[Items listed in a dataset]
= = = =
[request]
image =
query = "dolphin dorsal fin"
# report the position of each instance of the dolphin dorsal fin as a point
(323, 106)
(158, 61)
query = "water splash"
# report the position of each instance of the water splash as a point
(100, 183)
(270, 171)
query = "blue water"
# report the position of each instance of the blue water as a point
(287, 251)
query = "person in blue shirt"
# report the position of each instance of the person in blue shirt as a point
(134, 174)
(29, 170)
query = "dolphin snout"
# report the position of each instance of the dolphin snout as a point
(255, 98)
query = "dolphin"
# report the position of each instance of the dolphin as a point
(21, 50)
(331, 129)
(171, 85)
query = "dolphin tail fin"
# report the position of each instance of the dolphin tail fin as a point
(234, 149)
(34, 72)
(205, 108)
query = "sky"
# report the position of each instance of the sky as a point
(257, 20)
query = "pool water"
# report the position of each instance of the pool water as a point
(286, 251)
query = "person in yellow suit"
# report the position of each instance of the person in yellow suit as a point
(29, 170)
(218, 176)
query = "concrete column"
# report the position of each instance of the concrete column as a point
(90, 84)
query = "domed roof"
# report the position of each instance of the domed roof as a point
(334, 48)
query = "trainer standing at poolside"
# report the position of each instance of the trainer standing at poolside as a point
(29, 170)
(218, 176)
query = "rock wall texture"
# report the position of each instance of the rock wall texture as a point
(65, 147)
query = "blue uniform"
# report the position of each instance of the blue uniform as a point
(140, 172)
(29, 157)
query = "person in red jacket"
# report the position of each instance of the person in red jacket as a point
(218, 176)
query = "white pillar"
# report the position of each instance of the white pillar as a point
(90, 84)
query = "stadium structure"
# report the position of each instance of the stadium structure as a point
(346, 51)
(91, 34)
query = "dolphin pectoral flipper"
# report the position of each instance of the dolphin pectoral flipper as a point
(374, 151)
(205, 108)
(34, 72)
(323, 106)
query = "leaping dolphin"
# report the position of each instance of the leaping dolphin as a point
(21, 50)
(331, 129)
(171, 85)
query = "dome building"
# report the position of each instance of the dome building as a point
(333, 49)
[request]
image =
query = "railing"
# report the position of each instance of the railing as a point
= = = =
(DIRECTIONS) Give the listing again, word for word.

(SOLUTION FOR THIS TASK)
[request]
image =
query = "dolphin dorsal fin"
# report the position of each instance of the dolphin dorsal fin as a point
(323, 106)
(158, 61)
query = "water splash"
# report the position of each instance of the water splash as a point
(100, 183)
(270, 171)
query = "blue water"
# report the position of each instance of the blue water as a point
(287, 251)
query = "person in blue shirt"
# report the position of each instance of the person in blue shirt as a point
(134, 174)
(29, 170)
query = "dolphin snout"
# report the position of each instance of the dolphin snout as a point
(255, 98)
query = "dolphin"
# report the position of each instance of the dolphin as a point
(21, 50)
(331, 129)
(171, 85)
query = "dolphin tail fin"
# report the position of each instance of the dolphin tail fin as a point
(234, 149)
(34, 72)
(205, 108)
query = "sky"
# report the position of each instance of the sky as a point
(257, 20)
query = "pool water"
# report the position of each instance of the pool water as a point
(286, 251)
query = "person in yellow suit"
# report the position of each instance of the person in yellow suit as a point
(29, 170)
(218, 176)
query = "concrete column"
# report the position of each instance of the concrete column as a point
(90, 84)
query = "domed roof"
# report the position of each instance of the domed roof as a point
(334, 48)
query = "trainer standing at poolside"
# report the position of each instance of the trainer standing at poolside as a point
(29, 170)
(218, 176)
query = "rock wall texture"
# report the position of each instance of the rock wall texture as a point
(65, 147)
query = "blue uniform"
# report the position of each instance of the blue uniform as a point
(140, 172)
(29, 157)
query = "person in red jacket"
# report the position of each instance of the person in red jacket as a point
(218, 176)
query = "white pillar"
# report the position of each instance of the white pillar as a point
(90, 84)
query = "stadium structure"
# report the position of each instance of the stadium structure as a point
(346, 51)
(91, 34)
query = "dolphin pectoral flipper"
# report the position of each instance of the dolphin pectoral flipper as a point
(374, 151)
(205, 108)
(34, 72)
(323, 106)
query = "leaping dolphin"
# report the position of each instance of the leaping dolphin as a point
(21, 50)
(331, 129)
(171, 85)
query = "dome building"
# report the position of each instance of the dome building as a point
(333, 49)
[request]
image =
query = "railing"
# report the position of each instance of the railing as a point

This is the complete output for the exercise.